Interview mit Marco Walser (Elektrosmog)
von David Clavadetscher, Februar 2003
Marco Walser, geboren 1973 in Zürich, studierte zwischen 1994 und 1998 an der Hochschule für Gestaltung in Kunst Zürich visuelle Gestaltung. 1997absolvierte er bei der ‹Graphic Thought Facility› in London ein Praktikum.
Zusammen mit Valentin Hindermann gründete er 1999 das Atelier "Elektrosmog" in Zürich, wo er auch heute noch arbeitet. Hinzu kommt seit 2000 die Arbeit im Gestalterkollektiv "PING PONG", die 2001 am Eidg. Wettbewerb für Design ausgezeichnet wurde. Zusammen mit Kurt Eckert leitet er seit 2001 den "Typoklub", eine Lehrveranstaltung an der Hochschule für Gestaltung und Kunst Zürich.
 
Marco Walser, warum gestaltest Du? Was ist Deine Antriebskraft, Dein Ansporn?
Gestalten an und für sich ist ein weiter Begriff. Das beginnt bereits in der Kindheit, ist daher schwer zu sagen. Aber die Disziplin Graphic Design fasziniert mich durch ihren hohen Grad an Unmittelbarkeit. Man hat die Möglichkeit, sich selber als Autor mit einem Flyer oder Poster zu äussern, raus zu gehen, sich an seine Umgebung zu wenden. Durch den Computer ist man zudem flexibel und schnell mit Messages.

_Annotationsdatensätze zur Objekterkennung_:
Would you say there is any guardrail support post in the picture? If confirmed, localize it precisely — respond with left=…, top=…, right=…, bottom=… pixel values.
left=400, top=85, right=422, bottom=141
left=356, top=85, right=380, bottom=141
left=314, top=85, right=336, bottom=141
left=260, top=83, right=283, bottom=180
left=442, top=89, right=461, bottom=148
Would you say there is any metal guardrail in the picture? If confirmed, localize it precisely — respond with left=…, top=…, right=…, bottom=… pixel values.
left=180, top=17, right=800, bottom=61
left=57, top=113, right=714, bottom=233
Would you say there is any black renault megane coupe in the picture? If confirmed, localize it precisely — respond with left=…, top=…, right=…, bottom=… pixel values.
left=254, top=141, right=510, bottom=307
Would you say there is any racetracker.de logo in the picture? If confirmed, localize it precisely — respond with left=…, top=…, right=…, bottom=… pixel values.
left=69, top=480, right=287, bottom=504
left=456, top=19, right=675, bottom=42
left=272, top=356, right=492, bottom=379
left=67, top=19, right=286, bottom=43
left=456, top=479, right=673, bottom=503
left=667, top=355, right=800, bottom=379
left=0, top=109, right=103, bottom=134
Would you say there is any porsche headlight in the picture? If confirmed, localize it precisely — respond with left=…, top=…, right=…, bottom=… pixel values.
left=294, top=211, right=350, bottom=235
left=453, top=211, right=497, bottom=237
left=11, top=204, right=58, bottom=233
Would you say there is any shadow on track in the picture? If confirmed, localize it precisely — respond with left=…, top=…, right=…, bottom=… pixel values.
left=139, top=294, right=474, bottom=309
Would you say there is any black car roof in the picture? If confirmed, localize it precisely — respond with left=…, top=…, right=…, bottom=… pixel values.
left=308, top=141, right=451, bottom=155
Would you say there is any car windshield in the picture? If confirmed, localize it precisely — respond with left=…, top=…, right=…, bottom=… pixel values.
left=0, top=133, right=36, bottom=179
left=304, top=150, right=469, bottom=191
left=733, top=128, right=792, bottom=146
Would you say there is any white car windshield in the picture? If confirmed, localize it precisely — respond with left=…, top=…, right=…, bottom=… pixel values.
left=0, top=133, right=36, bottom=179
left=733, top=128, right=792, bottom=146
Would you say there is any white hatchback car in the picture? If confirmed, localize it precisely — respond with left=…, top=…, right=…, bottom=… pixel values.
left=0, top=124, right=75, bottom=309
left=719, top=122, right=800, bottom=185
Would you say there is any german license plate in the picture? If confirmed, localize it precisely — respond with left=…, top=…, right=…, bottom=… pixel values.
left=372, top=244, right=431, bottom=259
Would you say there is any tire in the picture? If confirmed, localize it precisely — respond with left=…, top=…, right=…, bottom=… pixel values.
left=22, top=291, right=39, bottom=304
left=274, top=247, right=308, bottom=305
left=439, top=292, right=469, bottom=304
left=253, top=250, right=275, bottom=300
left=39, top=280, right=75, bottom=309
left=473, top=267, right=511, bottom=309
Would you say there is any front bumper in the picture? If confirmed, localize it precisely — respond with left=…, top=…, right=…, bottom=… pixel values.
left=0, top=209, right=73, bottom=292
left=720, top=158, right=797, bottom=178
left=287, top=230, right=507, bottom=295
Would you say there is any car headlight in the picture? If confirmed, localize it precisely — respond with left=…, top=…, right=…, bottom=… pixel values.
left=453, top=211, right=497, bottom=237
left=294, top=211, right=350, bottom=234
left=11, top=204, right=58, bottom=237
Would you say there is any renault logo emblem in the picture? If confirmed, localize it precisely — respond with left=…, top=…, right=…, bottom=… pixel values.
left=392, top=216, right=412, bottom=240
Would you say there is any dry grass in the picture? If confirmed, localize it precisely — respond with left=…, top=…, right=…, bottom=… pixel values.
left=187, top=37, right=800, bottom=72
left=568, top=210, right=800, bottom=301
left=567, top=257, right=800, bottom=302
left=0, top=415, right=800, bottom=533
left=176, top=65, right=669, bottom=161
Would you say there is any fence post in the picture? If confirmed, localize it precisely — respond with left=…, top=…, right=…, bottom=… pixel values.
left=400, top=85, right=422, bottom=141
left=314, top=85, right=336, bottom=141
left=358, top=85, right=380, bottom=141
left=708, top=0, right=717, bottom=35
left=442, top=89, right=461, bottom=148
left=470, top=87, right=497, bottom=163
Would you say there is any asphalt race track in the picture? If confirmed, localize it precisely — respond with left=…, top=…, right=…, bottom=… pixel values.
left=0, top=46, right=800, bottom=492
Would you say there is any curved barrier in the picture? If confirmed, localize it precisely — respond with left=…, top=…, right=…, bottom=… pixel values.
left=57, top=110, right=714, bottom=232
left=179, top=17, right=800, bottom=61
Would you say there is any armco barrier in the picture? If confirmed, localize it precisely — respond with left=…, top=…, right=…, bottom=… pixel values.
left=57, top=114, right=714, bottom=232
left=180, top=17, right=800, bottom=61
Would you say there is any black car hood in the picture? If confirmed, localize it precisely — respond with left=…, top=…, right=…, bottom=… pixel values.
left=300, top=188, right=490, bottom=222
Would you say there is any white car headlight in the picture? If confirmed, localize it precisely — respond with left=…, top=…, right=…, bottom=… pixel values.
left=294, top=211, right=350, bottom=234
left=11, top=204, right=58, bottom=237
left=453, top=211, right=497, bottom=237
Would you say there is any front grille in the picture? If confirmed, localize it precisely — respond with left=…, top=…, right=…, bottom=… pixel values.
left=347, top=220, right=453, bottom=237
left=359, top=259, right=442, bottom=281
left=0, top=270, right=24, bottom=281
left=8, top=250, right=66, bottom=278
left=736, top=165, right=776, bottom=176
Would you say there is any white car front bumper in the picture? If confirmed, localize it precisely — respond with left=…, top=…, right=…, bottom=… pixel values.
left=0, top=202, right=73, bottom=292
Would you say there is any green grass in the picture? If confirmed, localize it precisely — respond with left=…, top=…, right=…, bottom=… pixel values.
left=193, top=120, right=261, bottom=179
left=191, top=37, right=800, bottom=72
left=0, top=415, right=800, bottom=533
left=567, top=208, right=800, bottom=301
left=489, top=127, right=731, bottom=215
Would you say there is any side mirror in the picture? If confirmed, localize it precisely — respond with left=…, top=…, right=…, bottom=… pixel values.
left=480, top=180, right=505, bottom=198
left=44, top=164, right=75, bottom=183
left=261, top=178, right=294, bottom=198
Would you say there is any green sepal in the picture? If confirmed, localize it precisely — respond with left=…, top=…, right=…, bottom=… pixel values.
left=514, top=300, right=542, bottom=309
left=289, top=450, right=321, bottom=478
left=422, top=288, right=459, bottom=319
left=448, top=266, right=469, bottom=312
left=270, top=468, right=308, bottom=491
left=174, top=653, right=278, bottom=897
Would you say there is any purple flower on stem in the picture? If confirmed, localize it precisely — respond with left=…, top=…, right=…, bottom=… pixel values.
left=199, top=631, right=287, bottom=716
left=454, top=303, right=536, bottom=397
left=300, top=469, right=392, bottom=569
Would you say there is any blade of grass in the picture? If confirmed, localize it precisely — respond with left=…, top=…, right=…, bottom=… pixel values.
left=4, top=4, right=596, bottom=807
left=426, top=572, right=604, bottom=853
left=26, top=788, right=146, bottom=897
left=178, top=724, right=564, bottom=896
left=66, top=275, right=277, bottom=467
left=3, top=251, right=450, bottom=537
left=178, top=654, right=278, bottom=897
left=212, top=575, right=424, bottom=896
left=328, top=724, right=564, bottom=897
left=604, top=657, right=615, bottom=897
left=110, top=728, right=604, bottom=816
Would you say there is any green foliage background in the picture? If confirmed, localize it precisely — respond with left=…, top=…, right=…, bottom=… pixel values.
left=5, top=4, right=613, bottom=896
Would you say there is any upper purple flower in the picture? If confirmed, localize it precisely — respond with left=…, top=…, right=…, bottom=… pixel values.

_Zu erledigen_:
**A.** Nennen Sie alle Personen, die im Interview mit Marco Walser namentlich vorkommen, einschließlich des Verfassers.
**B.** Setzen Sie das Interview mit Marco Walser im Anschluss an den letzten gezeigten Satz fort.

_Antworten der Reihe nach_:
**A.** Marco Walser, David Clavadetscher, Valentin Hindermann, Kurt Eckert

**B.**
Auch mit der Idee, dass man etwas bewirken kann?
Ich komme auch aus dem Party- und Barorganisieren heraus. Mit einem Flyer kann man bewirken, dass sich Leute an einem Ort versammeln. Man kann bereits eine Ambiance oder Erwartungshaltung bewirken. Das waren die ersten Erkenntnisse. Ausserdem habe ich früher gesprayt. Der normale Werdegang: "vom Grafittisprayer zum Art Director". Auch in der Hip Hop-Kultur geht man raus und verschafft sich durch seine Veräusserungen Respekt.
Wie schaffst Du Dir im Bereich der Grafik Respekt? Woher bekommst Du gestalterische Anerkennung, Bestätigung? Oder brauchst Du das gar nicht?
Klar braucht man das. Es ist zwar super, wenn der Kunde zufrieden ist und das Gefühl hat, sein Geld gut investiert zu haben. Klar gestalte ich für ein breiteres Publikum. Aber was Anerkennung und Respekt betrifft, gestalte ich nur für einen kleinen Kreis. Das Feedback dieser Gruppe ist für mich ein Gradmesser, durch welchen ich meine Arbeit beurteilen kann.
Bekommst Du auch von der Öffentlichkeit Rück-meldungen?
Nein, das ist eigentlich eine Schattenseite des Grafikerdaseins. Nicht wie Artisten, die unmittelbar auf ihre Darbietung Emotionen und Applaus zurückbekommen. Das fehlt in der herkömmlichen Arbeit des Graphic Designers gänzlich.
Welche Fähigkeiten erachtest Du für einen Gestaltenden am wichtigsten?
Fähigkeiten, mein Gott. Das hängt natürlich auch von seiner Position ab oder wie organisiert man arbeitet. Als Selbständigerwerbender drängt sich natürlich Hartnäckigkeit, Durchsetzungsvermögen, Organisationstalent auf – auch in administrativem Sinne.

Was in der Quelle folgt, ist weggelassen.